Directive: Reproduce, word for word, the stretch of the records below that runs from the line containing "the sky, which" through the end of the records, and nothing else.

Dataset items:
========================================================================

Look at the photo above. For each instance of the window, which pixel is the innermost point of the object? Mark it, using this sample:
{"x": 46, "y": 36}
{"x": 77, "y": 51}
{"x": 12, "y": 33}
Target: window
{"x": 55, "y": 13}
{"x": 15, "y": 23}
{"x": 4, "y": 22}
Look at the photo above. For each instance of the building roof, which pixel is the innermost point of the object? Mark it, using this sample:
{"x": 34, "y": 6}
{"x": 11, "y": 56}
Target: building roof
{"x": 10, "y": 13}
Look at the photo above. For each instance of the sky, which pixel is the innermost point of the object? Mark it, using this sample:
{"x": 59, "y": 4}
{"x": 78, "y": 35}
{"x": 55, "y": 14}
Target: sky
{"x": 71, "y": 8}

========================================================================

Solution for this problem:
Look at the photo above. For each instance of the sky, which pixel is the innermost point of the object? Mark it, using this sample:
{"x": 59, "y": 4}
{"x": 78, "y": 35}
{"x": 55, "y": 14}
Target: sky
{"x": 71, "y": 8}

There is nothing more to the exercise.